(EXTRACTED TEXT):
┌──

Single by James TW

from the EP First Impressions and the album Chapters
- Released: 19 August 2016
- Genre: Pop
- Length: 3:36
- Label: Island Records

James TW singles chronology
| "Black & Blue" (2015) | "When You Love Someone" (2016) | "Crazy" (2016) |

Music video
- "When You Love Someone" on YouTube

= When You Love Someone (James TW song) =

"When You Love Someone" is a song performed by British singer and songwriter James TW. The song was released as a digital download on 19 August 2016 by Island Records as the lead single from his second extended play First Impressions (2016).

==Live performances==
On 23 January 2017, James TW performed "When You Love Someone" on The Ellen DeGeneres Show.

==Context==
James TW explained in a 1:12 minute YouTube video that he came up with the song during the time he was teaching some children to play musical instruments. He found out that the parents of one of the children he was teaching were getting divorced. The child was 11 years old at the time, and James thought that he would write a song showing how the parents would explain to their son in a way he would understand, and put in a positive way the separation of a child's parents. James wanted a song that his music student and other children passing through a similar situation could listen to, to give them hope and make them realise that "what happened in life was perhaps for the best".

└──

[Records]
┌──

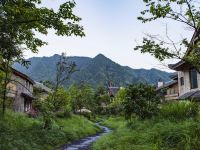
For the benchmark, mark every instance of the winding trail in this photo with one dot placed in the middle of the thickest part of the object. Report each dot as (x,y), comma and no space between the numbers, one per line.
(85,143)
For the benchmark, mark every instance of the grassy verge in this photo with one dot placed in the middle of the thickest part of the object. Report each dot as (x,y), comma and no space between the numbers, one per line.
(18,132)
(152,134)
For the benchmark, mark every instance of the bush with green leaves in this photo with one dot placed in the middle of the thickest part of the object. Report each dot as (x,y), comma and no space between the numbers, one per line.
(116,106)
(141,100)
(179,110)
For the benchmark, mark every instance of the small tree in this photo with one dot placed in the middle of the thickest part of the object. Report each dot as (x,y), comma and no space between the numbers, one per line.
(81,96)
(141,100)
(116,105)
(102,99)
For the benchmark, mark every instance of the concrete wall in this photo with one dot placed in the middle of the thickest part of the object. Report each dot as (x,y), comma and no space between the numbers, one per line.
(186,87)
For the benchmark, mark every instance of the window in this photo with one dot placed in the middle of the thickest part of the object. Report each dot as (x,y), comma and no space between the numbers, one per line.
(193,79)
(182,81)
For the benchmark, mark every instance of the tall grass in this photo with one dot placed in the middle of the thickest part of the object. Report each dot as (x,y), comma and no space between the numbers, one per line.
(179,110)
(18,132)
(177,128)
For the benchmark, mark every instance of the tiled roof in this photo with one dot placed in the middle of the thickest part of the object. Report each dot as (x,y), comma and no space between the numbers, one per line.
(191,94)
(43,87)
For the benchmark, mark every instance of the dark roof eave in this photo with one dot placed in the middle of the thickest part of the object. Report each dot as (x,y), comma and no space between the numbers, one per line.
(22,75)
(175,66)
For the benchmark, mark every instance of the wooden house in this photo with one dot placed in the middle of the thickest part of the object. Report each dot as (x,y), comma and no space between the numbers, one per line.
(20,90)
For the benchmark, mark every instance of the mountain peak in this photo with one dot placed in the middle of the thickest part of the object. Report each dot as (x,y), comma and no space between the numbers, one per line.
(100,56)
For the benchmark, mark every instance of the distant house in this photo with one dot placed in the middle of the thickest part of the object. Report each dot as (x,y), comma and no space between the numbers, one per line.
(40,90)
(20,90)
(188,76)
(171,87)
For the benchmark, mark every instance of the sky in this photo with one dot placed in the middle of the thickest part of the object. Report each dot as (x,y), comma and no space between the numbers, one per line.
(112,29)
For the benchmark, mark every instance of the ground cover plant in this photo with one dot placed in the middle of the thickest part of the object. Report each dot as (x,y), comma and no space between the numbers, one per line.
(20,132)
(160,132)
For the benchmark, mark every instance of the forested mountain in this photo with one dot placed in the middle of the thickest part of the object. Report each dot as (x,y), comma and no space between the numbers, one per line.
(94,71)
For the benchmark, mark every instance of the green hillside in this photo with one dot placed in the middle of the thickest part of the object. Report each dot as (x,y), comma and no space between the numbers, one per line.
(99,69)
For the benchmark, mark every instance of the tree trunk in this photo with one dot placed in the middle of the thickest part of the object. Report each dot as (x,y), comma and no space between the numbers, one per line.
(4,94)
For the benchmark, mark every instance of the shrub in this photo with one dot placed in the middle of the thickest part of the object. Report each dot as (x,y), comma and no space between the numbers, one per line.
(179,110)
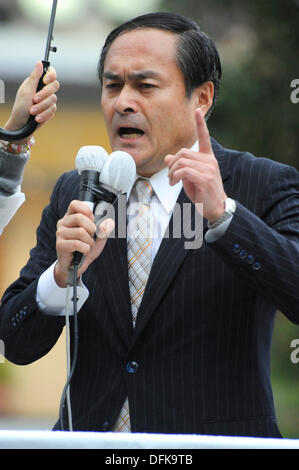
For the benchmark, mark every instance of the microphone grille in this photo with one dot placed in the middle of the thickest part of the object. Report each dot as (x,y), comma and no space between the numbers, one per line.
(91,157)
(119,171)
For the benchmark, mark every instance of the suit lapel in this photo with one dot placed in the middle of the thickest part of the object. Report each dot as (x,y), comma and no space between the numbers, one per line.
(112,266)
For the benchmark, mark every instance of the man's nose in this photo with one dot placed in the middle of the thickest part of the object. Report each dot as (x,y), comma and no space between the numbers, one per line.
(126,101)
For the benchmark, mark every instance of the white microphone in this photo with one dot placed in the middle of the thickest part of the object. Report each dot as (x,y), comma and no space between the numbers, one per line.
(102,179)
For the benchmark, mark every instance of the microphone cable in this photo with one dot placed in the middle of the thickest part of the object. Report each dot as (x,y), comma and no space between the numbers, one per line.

└──

(EXERCISE):
Please reproduce the passage from the song article word for word, between "Music video" and "Ellen DeGeneres Show.", inclusive. The items are not needed.

(OUTPUT):
Music video
- "When You Love Someone" on YouTube

= When You Love Someone (James TW song) =

"When You Love Someone" is a song performed by British singer and songwriter James TW. The song was released as a digital download on 19 August 2016 by Island Records as the lead single from his second extended play First Impressions (2016).

==Live performances==
On 23 January 2017, James TW performed "When You Love Someone" on The Ellen DeGeneres Show.